News and Sentiment Analysis

Monitor news and investor sentiment for the stocks you’re interested in. Review earnings reports, management guidance, analyst ratings, and any geopolitical or macroeconomic events that could impact the company or its industry.

Diversification

To manage risk, invest across different sectors, market capitalizations, and geographic regions. Diversification helps mitigate the impact of underperformance in any single stock or sector.

Continuous Learning

Expand your knowledge by reading financial articles, stock market books, and website tutorials. Watch financial news channels like Bloomberg TV to stay informed about market trends and economic indicators that could affect your holdings. Adapting to new information is essential for long-term success as a trader.

Remember, research and analysis is an ongoing process. As you gain experience, you may refine your methods and develop a personalized approach to stock selection. Regularly review and assess your portfolio to ensure it aligns with your trading goals and risk tolerance.

Many brokerages offer extensive research resources and tools to help you analyze stocks and make informed decisions, including stock screeners, fundamental and technical data, market news, and educational content.

5 Place Your Order to Buy or Sell Stocks

After developing a trading plan and researching various stocks, it’s time to place your orders through your brokerage. When placing an order, you’ll need to provide the stock ticker symbol, the number of shares, and the type of order you wish to use.

Market Orders

– Description: Request your brokerage to buy or sell a stock at the best available price.

– Pros: Executed quickly, ensuring your trade goes through.

– Cons: You might get an unfavorable price, especially in volatile markets or with less frequently traded stocks.

– Best Used: When you need to make a trade quickly and are willing to accept the current market price.

Limit Orders

– Description: Set the maximum price you’re willing to pay (for buying) or the minimum price you’re willing to accept (for selling).

– Pros: Provides more control over the execution price.

– Cons: Your order may not be filled if the stock never reaches your limit price.

– Best Used: When you have a specific price in mind and are willing to wait for the market to reach that level.

Stop Orders

– Description: Triggered when a stock reaches a specified price, turning into a market order filled at the next available price.

– Pros: Can limit losses or protect profits if a stock’s price starts to fall.

– Cons: In fast-moving markets, your order might be filled at a significantly different price from your stop price.

– Best Used: To manage risk and protect your position against unfavorable price movements.

Order Modifications and Cancellations

– Description: You may be able to modify (e.g., change the limit price or number of shares) or cancel your order before it’s executed.

– Note: In fast-moving markets, your order may be filled before you can modify or cancel it.

Time in Force

When placing your order, you’ll also need to specify the duration for which it remains active. Here are the most common options:

– Day Order (DAY): Active for the current trading day only.

– Good ‘Til Canceled (GTC): Remains active until you cancel it or it expires, usually 60-90 days.

– Immediate or Cancel (IOC): Requires immediate execution of all or part of the order; any unfilled portion is canceled.

• JOB
In the stock trading guide, what does a stop order turn into once the stock reaches the specified price?

• RAW RECORDS
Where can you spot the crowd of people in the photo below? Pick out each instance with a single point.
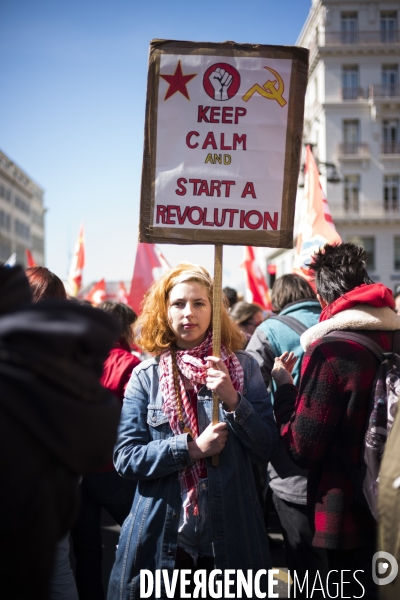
(87, 425)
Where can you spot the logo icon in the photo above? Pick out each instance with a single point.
(221, 81)
(380, 568)
(177, 82)
(268, 90)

• OUTPUT FOR THIS EXERCISE
A market order, filled at the next available price.